SUPPLIED RECORDS:

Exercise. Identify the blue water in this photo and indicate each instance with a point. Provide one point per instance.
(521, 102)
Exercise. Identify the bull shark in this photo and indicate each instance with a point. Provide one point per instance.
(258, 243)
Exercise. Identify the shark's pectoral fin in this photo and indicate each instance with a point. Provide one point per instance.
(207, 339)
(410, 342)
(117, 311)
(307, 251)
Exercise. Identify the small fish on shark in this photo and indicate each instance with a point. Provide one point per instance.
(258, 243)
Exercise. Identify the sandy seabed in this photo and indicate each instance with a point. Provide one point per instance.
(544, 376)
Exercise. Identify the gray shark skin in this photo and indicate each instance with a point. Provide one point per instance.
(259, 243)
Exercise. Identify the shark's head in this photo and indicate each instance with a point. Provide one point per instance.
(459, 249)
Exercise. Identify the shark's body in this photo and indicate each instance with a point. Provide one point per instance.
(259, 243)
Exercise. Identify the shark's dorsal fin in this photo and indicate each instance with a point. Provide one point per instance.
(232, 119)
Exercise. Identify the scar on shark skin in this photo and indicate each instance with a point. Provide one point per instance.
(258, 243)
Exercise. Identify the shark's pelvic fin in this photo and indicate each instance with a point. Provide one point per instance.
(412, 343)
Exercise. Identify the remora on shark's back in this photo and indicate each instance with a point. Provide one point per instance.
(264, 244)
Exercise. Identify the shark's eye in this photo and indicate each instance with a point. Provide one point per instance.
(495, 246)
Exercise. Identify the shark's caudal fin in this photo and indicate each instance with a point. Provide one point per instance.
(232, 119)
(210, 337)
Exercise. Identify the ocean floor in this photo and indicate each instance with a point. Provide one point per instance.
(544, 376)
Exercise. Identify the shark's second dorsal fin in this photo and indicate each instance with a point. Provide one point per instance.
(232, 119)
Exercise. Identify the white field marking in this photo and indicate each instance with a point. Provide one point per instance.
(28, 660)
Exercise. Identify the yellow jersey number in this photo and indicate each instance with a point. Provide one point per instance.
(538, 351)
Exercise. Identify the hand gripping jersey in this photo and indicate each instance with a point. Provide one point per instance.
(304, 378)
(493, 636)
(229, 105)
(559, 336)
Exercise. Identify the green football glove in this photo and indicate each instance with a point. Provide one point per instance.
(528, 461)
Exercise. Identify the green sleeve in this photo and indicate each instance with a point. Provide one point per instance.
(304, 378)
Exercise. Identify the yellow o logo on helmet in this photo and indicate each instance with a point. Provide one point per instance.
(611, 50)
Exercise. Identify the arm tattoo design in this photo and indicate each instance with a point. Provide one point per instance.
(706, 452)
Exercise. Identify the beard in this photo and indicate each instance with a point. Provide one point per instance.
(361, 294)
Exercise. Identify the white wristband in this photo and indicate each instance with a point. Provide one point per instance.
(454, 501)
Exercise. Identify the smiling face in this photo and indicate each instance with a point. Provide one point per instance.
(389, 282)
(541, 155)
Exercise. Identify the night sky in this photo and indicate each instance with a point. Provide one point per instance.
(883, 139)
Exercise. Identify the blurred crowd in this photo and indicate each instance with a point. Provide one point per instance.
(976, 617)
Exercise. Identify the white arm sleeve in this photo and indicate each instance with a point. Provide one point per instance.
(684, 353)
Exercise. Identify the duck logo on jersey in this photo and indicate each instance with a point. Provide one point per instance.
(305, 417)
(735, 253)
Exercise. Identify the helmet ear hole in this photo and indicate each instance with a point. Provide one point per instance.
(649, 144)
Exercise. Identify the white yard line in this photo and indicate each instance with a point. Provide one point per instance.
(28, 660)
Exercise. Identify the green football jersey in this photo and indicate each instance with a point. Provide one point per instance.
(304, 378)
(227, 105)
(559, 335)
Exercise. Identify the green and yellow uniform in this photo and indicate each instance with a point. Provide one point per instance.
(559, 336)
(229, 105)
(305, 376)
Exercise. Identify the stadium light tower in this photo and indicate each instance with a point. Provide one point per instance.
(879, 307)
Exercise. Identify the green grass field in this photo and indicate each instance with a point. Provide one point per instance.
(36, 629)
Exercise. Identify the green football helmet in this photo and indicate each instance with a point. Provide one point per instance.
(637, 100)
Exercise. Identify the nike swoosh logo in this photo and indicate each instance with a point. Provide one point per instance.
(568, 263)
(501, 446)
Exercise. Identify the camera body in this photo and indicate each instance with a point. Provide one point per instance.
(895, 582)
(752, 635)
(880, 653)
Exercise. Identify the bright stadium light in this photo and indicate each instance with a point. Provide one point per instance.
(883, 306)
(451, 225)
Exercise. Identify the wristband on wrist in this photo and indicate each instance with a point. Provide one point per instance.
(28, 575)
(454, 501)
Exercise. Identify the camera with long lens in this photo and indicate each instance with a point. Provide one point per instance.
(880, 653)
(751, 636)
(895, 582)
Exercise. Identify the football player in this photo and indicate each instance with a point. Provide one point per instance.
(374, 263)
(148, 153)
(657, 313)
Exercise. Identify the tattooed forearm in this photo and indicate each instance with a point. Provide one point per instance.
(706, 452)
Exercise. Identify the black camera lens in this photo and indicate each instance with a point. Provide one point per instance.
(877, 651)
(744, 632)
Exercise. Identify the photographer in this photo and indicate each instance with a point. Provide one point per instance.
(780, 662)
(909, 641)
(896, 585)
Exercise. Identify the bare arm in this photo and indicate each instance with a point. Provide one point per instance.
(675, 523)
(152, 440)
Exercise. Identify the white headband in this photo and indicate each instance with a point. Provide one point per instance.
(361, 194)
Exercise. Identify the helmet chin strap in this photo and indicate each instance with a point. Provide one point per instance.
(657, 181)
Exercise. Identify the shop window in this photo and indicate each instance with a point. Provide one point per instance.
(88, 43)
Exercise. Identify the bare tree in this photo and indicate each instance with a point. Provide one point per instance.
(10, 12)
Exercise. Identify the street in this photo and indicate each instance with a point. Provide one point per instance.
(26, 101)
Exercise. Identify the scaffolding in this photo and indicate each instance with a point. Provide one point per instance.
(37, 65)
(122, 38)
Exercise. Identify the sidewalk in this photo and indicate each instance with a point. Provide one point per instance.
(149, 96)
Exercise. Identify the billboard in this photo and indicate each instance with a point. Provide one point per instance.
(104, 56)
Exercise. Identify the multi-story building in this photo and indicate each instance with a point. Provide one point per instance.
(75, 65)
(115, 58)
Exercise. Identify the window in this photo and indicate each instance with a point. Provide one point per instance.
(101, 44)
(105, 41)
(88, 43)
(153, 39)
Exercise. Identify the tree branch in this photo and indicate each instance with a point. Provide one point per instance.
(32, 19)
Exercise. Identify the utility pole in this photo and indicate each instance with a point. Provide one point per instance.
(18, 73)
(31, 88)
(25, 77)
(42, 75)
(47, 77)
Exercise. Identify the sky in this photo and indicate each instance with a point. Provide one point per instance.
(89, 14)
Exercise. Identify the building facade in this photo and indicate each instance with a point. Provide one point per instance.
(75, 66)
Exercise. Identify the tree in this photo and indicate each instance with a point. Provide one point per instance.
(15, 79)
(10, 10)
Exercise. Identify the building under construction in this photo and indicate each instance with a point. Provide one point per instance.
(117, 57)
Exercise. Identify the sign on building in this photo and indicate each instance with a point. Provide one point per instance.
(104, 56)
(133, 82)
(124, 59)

TASK DIRECTIONS:
Write out the lines of the listing from the one with "Exercise. Identify the sign" to the very end, inclusive, exactly as they appear and with nothing added.

TASK RESULT:
Exercise. Identify the sign on building in this photo and indicate each instance with a point. Provide one point per instance.
(104, 56)
(133, 82)
(124, 59)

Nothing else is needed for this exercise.